Collection entries
**********

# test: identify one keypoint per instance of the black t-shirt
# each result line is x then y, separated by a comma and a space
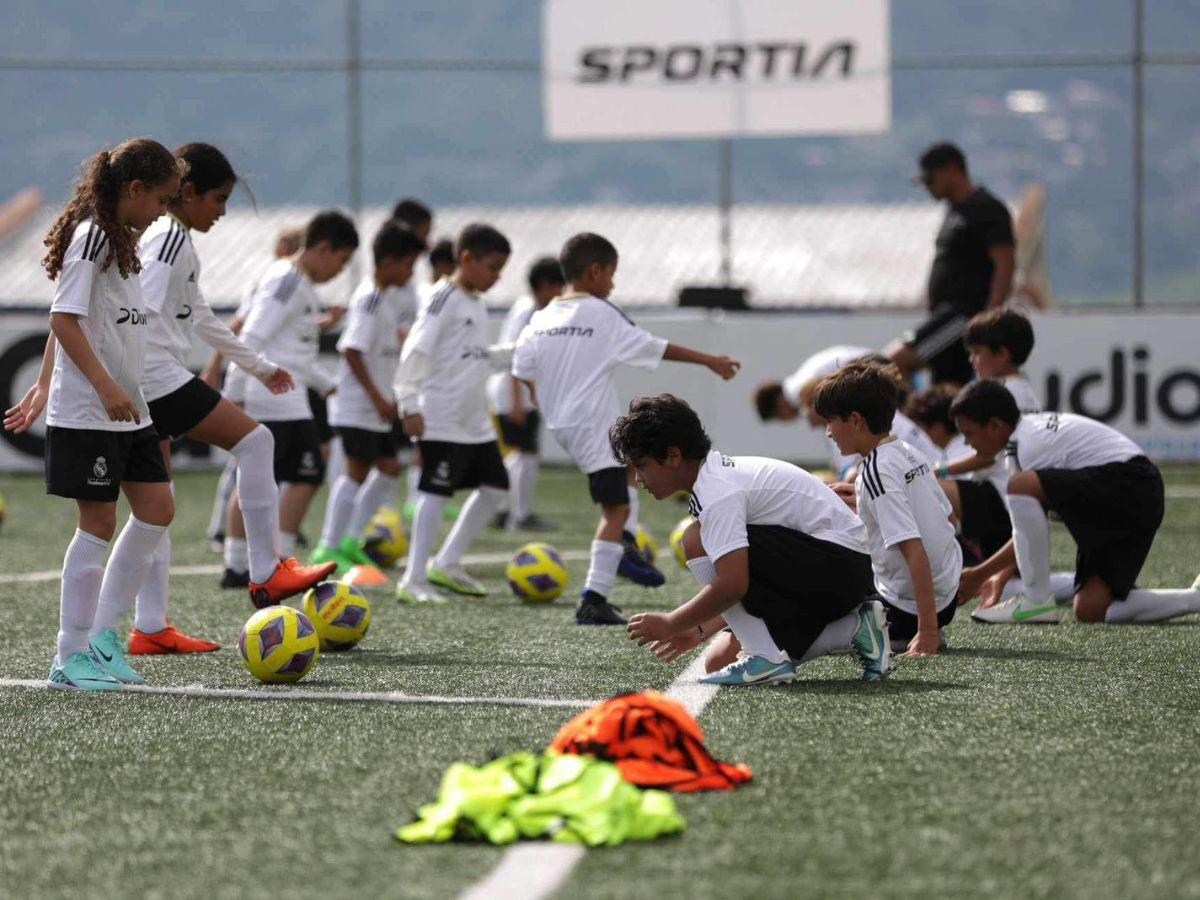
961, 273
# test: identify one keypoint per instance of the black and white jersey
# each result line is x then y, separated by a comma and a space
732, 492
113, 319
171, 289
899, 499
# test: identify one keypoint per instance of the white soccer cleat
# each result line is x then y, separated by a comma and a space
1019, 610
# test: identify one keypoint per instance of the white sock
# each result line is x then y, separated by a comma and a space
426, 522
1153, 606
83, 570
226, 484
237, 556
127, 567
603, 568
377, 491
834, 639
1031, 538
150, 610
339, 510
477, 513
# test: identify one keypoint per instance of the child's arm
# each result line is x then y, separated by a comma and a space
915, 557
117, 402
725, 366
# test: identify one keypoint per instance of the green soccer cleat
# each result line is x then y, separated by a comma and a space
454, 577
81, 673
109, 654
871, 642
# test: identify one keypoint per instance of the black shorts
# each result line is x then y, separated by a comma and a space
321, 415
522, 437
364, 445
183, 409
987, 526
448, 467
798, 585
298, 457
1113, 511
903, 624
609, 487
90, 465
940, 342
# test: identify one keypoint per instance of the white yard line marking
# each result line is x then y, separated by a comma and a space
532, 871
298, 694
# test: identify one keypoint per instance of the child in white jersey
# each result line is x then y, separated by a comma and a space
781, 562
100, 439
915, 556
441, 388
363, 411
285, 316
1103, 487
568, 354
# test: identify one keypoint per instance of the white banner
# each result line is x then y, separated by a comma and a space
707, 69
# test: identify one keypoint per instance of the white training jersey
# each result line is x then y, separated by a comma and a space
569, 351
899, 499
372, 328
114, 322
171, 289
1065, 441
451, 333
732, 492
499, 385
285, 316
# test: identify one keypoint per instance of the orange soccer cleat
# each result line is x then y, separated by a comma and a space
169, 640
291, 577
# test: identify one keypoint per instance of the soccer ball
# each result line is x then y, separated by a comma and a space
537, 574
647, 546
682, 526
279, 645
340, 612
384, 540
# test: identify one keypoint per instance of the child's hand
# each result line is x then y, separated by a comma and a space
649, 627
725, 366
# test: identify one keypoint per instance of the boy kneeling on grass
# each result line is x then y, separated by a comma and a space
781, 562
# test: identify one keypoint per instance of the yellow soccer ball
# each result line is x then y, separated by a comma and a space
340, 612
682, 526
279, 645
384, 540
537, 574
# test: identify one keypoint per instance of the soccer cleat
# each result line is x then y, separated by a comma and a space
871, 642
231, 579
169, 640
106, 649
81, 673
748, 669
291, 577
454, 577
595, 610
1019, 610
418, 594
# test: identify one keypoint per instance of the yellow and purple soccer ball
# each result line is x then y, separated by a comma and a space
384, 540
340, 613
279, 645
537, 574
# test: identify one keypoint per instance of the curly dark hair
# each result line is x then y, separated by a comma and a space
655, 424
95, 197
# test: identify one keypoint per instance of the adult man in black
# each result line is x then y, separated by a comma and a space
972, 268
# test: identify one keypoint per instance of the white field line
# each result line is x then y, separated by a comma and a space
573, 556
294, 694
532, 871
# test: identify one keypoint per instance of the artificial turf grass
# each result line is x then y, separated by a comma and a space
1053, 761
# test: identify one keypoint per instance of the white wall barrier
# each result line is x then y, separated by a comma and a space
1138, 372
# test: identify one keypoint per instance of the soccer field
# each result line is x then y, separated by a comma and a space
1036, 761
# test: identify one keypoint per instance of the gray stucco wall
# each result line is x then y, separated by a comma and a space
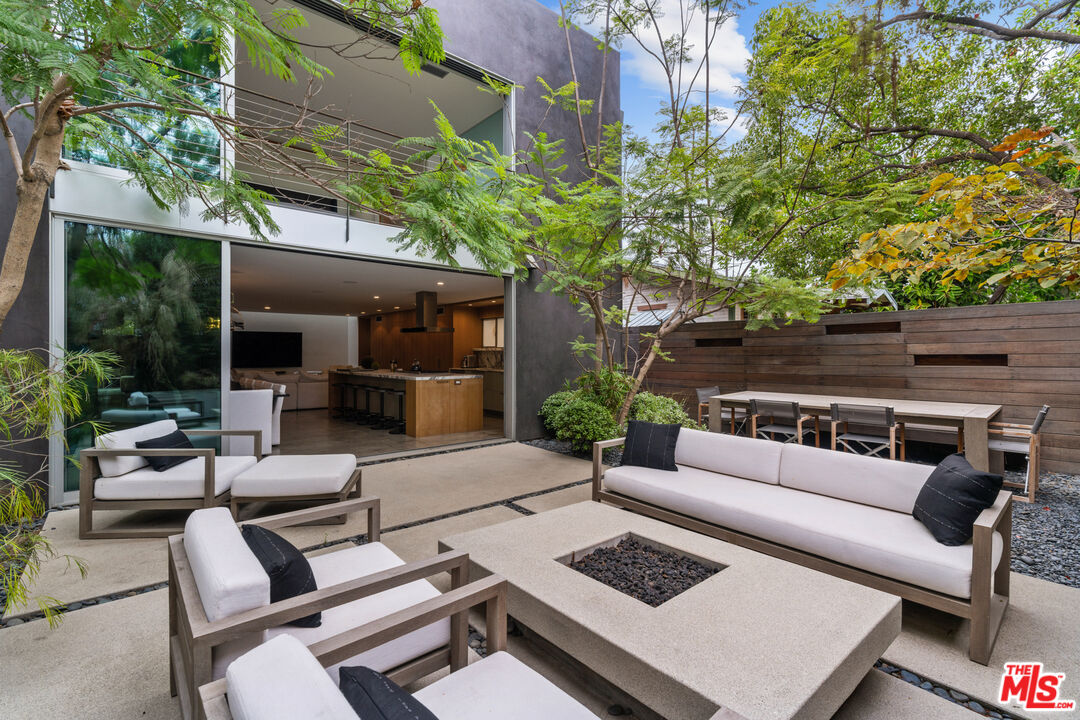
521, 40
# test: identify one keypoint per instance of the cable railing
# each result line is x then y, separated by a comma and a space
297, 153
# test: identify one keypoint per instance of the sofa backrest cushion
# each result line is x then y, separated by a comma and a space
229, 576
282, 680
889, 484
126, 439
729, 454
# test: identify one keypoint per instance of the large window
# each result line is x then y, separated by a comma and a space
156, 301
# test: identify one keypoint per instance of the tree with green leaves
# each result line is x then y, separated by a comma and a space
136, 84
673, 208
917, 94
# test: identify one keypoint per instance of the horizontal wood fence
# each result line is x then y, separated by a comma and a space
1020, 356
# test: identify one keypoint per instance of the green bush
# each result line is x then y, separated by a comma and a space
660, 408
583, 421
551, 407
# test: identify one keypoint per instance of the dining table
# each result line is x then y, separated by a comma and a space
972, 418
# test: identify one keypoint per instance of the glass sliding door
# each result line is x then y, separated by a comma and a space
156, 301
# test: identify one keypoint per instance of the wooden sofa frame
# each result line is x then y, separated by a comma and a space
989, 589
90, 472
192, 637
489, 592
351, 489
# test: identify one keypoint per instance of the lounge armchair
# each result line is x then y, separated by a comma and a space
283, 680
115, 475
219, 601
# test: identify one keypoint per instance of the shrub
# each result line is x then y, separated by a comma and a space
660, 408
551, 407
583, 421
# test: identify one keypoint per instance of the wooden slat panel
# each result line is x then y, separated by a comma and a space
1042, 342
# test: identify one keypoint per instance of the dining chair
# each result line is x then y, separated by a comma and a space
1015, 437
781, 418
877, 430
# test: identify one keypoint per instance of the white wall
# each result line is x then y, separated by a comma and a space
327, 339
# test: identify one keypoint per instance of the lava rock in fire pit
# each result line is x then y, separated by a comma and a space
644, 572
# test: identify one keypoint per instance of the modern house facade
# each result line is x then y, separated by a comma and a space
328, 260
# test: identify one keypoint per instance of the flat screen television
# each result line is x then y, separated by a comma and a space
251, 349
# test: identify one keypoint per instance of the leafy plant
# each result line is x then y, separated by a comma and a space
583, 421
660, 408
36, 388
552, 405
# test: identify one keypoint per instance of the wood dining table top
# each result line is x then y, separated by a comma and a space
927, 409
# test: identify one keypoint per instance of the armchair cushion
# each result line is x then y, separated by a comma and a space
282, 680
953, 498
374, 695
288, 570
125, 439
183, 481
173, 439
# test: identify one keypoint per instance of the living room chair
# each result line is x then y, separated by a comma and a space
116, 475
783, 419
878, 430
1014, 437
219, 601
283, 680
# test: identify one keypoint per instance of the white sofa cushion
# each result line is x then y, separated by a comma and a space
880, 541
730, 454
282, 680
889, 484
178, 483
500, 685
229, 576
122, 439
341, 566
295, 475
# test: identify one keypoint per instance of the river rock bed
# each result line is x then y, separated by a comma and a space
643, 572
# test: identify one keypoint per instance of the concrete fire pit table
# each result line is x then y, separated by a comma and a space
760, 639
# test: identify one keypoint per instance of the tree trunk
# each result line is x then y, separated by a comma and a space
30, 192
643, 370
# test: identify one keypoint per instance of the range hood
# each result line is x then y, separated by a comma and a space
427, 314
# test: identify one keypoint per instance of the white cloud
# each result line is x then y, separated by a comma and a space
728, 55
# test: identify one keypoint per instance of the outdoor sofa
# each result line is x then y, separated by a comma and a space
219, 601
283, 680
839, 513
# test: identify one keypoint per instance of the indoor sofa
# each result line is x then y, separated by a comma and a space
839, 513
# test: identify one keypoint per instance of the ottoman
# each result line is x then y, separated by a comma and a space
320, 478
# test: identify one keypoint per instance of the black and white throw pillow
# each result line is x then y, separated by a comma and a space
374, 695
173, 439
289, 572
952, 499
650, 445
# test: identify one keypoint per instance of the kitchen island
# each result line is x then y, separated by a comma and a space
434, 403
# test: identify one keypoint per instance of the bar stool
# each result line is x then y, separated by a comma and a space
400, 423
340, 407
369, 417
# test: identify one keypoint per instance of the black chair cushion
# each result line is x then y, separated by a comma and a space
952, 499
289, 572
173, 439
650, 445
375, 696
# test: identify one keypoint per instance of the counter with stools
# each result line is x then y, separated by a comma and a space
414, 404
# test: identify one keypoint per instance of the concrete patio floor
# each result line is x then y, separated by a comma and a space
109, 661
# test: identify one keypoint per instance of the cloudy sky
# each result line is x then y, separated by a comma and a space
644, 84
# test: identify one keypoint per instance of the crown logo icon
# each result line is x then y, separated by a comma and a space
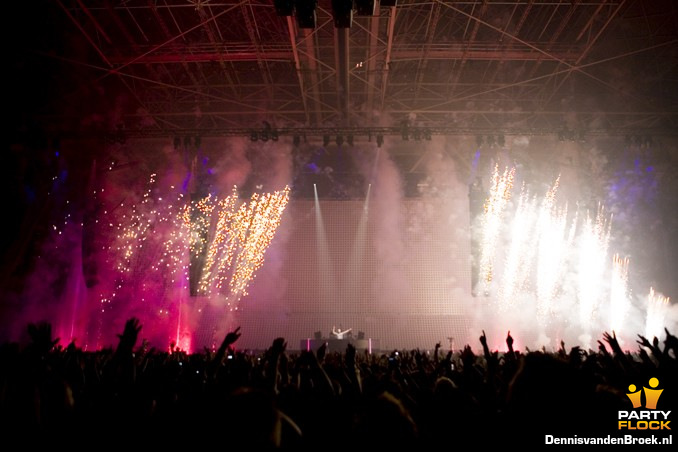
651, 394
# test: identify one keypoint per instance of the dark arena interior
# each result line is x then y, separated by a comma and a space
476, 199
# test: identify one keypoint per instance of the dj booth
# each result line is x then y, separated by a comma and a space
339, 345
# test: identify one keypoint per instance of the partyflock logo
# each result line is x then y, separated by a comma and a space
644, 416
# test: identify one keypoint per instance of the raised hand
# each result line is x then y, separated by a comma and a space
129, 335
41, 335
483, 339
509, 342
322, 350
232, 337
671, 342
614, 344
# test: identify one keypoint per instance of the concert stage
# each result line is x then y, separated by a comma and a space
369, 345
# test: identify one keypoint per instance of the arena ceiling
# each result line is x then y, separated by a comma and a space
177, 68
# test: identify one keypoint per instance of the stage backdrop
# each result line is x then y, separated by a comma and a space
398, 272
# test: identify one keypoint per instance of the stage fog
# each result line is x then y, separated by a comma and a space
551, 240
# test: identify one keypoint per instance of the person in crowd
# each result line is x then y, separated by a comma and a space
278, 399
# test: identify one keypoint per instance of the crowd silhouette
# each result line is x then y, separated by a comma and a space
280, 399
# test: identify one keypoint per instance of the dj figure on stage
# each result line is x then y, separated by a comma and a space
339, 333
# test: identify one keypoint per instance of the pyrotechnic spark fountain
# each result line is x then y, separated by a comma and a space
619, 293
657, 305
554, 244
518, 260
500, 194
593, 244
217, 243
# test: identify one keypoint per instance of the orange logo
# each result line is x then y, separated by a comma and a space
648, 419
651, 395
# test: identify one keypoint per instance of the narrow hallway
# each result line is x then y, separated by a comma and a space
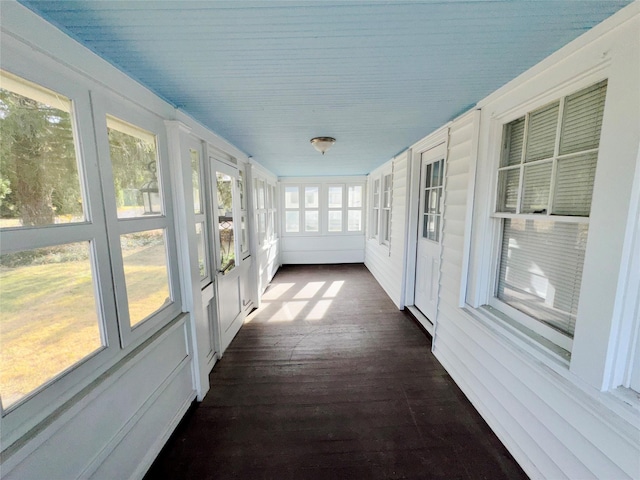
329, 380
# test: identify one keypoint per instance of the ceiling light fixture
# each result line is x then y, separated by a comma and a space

**********

-- The problem --
Please retype the lines from the one containing "# test: identify one keypoint per instance of the orange logo" through the last line of the records above, exactly as written, and leave out any pictures.

-- Response to this exercise --
# test: identify one keypoint per instance of the orange logo
# each result line is x then y, separated by a comma and a space
648, 419
651, 395
# test: identify one keypoint per instance of the narrow hallway
# each result line is x then y, separated by a comma and a space
329, 380
# test: identify one keypoint per instance of the ceiling light fixture
# each result line is x then y, separated by a comma and a space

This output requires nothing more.